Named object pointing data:
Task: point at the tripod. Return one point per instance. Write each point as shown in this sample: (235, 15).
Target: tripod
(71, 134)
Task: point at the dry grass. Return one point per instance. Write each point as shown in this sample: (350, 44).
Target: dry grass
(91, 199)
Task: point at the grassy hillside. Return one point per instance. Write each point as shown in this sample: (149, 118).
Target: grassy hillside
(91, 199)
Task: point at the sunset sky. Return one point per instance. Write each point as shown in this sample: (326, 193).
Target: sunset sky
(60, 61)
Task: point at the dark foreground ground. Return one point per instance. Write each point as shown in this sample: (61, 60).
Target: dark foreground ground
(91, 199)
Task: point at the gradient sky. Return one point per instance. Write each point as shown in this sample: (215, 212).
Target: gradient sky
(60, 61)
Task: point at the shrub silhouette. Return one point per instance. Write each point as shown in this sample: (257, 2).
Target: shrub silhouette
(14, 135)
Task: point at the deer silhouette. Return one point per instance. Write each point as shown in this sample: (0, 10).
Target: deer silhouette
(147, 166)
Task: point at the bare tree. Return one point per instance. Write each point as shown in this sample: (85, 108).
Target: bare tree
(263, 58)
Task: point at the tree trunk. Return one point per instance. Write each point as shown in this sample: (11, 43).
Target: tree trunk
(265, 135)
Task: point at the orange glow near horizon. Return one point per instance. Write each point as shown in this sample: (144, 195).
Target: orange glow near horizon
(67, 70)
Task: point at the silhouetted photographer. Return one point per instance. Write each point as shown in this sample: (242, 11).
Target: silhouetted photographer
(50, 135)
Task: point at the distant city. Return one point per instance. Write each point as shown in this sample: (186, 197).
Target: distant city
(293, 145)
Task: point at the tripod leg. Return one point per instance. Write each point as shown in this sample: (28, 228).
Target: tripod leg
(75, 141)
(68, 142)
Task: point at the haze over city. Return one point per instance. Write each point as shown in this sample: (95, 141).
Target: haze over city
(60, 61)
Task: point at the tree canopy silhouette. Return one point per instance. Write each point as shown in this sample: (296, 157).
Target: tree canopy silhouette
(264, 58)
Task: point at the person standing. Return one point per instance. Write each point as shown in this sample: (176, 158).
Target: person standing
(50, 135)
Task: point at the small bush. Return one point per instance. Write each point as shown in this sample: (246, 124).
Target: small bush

Task statement: Please rewrite the data above, swapping "Target" for "Label" everywhere it appears and keeping everything else the same.

Task result:
Task: point at the tripod. Return one point per instance. Write each point as shown in this sample: (235, 15).
Label: tripod
(71, 134)
Task: point at the dry grass. Return one point per instance. Write each point as shown in this sample: (350, 44).
Label: dry grass
(91, 199)
Task: point at the grassy hillside. Return one point per instance. Write each point as shown in this sample: (149, 118).
Label: grassy hillside
(91, 199)
Task: point at the sunset sky. Return one point per instance. Write each point as shown in this sample: (326, 193).
Label: sunset sky
(60, 61)
Task: point at the dark foreground ground. Return one point per instance. Write each point as shown in this sample: (61, 60).
Label: dark foreground ground
(91, 199)
Task: point at the gradient sky. Return one point per instance. Write each point as shown in this sample: (215, 212).
Label: gradient sky
(60, 61)
Task: point at the shrub silhouette. Return one point per instance. Write each point as shown in this sample: (257, 2).
Label: shrub silhouette
(14, 135)
Task: point at the deer silhouette. Return one point per instance. Write each point as shown in this sample: (0, 10).
Label: deer silhouette
(147, 166)
Task: point at the bare tree. Return one point per instance. Write each point as shown in this sample: (85, 108).
Label: bare tree
(263, 58)
Task: point at the tree trunk. Return one point per instance. Write each point as shown in this sample: (11, 43).
Label: tree trunk
(265, 135)
Task: point at the orange glow near horizon. Return one point per instance. Write each point as shown in this sample: (144, 195).
Label: orange glow near horizon
(67, 70)
Task: point at the silhouetted photographer. Return one point per instance. Write each point as shown in this sample: (242, 11).
Label: silhouetted photographer
(50, 135)
Task: point at the distant city. Return one point per instance. Write each point as shown in this sample: (186, 197).
Label: distant city
(293, 145)
Task: point at the tripod leg. Return one point per instance. Write each point as shown in this sample: (28, 228).
Label: tripod leg
(75, 141)
(68, 142)
Task: point at the haze over city. Return one point per instance. Write each point as shown in this sample: (95, 141).
Label: haze over city
(60, 61)
Task: point at the tree canopy silhouette. Return one point per instance. Write each point as shown in this sample: (296, 157).
Label: tree canopy silhouette
(264, 58)
Task: point at the person standing. Return one point per instance. Write each point as shown in this sample: (176, 158).
Label: person standing
(50, 135)
Task: point at the small bush. Return one point per instance. Write each point as shown in this sample: (246, 124).
Label: small bush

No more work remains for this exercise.